[INSTRUÇÕES DAS TAREFAS]
(A) Reproduza o trecho do texto sobre os imigrantes italianos em São Paulo que vai de "A genti vê p´ra" até "non apaga nada.", incluindo esses dois pontos.
(B) No texto sobre os imigrantes italianos em São Paulo, quais tarefas o trecho em dialeto diz que "illos" mandam a gente fazer na spettoria? Cite cada uma com as palavras do texto.
(C) Escreva a parte seguinte do texto sobre os imigrantes italianos em São Paulo, começando logo depois da última frase apresentada.

[TRECHO SELECIONADO]
Divina ‘increnca’

Carlos Eduardo Schmidt Capela

  • Fare l’ America. Fazer a América. Este era o sonho dos italianos que aportavam em São Paulo em busca de oportunidades de trabalho. Desde que foi firmado um convênio oficial entre os dois países, em 1888, a cidade se tornou o mais procurado centro de imigração italiana no país. Concentrados principalmente nos bairros do Brás e do Bexiga, muitos deles viam seu sonho ir pelo ralo, amargando subempregos e uma sofrível condição social. Mas, pelo menos, contavam com alguém na imprensa para escrever em seu nome. E no seu dialeto todo peculiar.

    A genti vê p´ra spettoria da migraçó, dove a genti apanha una sóva tuttos dí di manhã cidinho p´ra si alivantá. Illos manda a genti lavá a gaza, dá di mangiá p´ro gaxorro, butá acqua p´ras galligna ecc. Quando illos té cavado imprego p´ra genti, a genti vá p´ra facenda garpiná o gaffé; garpina, garpina i quando vê o fí do meiz, buta uno puntapé p´ra genti i non apaga nada.

[DADOS ARMAZENADOS]
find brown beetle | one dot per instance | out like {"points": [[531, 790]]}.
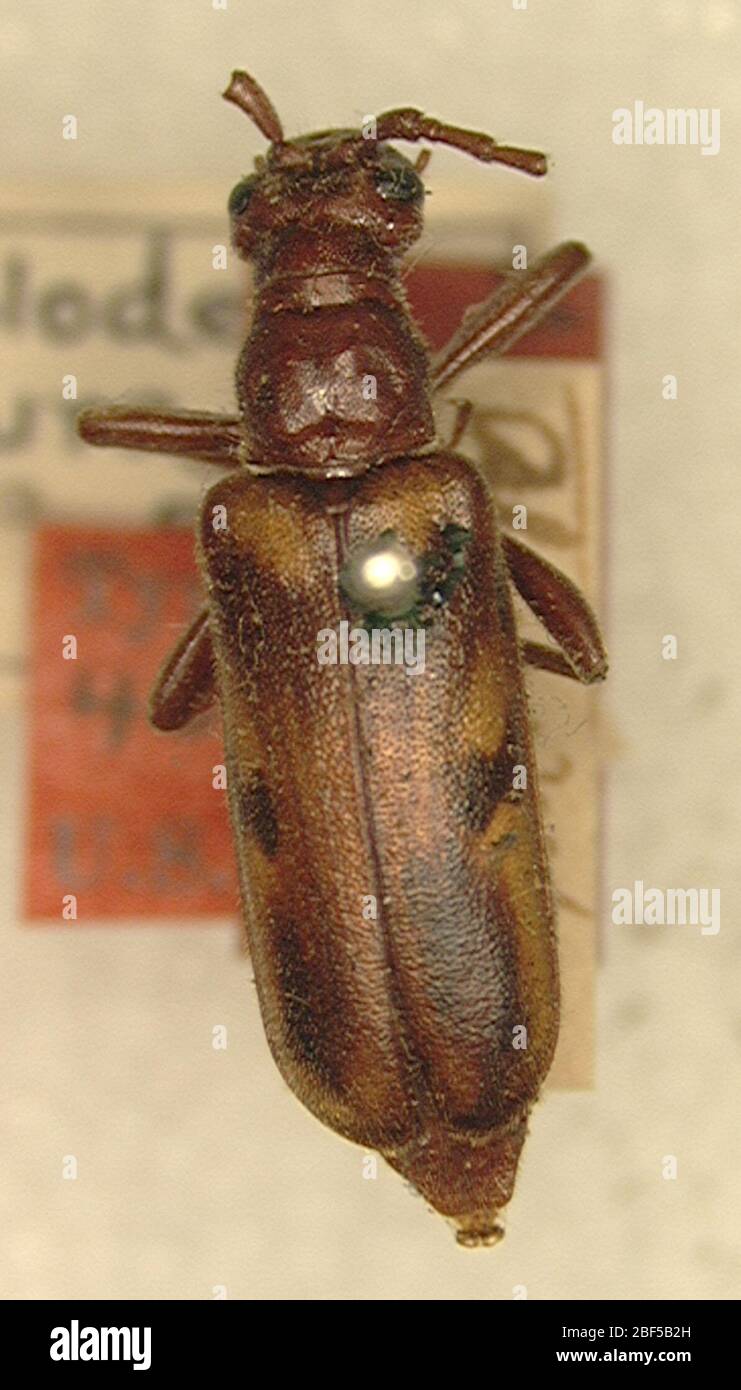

[RESPOSTAS POR TAREFA]
(A)
A genti vê p´ra spettoria da migraçó, dove a genti apanha una sóva tuttos dí di manhã cidinho p´ra si alivantá. Illos manda a genti lavá a gaza, dá di mangiá p´ro gaxorro, butá acqua p´ras galligna ecc. Quando illos té cavado imprego p´ra genti, a genti vá p´ra facenda garpiná o gaffé; garpina, garpina i quando vê o fí do meiz, buta uno puntapé p´ra genti i non apaga nada.

(B)
- lavá a gaza
- dá di mangiá p´ro gaxorro
- butá acqua p´ras galligna

(C)
    Ma che figlio da máia. Io giá vo aparlá p´ros minhos patrizio di non vim pur aqui pur causa que ni faiz maise a Ameriga. Io per insempio, faiz quaranta quattro anno chi estó alavorando, sô barbiére, sanfoniste i giornalista i non fiz inda a Ameriga.

    A mistura vulgar do português com o italiano, chamada pela crítica de “macarrônica”, era o grande trunfo de um jornalista que começou a assinar, em outubro de 1911, uma coluna na revista semanal O Pirralho. Seu nome era Juó Bananére, na verdade um personagem criado por Alexandre Ribeiro Marcondes Machado (1892-1933). Durante mais de duas décadas, Juó marcou presença na cena cultural brasileira com textos criativos e bem-humorados, arriscando-se nos mais variados estilos literários e alcançando enorme popularidade.

    A seção “As cartas d’Abax’o Pigues” havia sido criada dois meses antes por Oswald de Andrade, também escondido atrás de um pseudônimo: Annibale Scipione. Juó Bananére herdou o espaço em seguida e ganhou vida própria, usando e abusando do seu linguajar macarrônico.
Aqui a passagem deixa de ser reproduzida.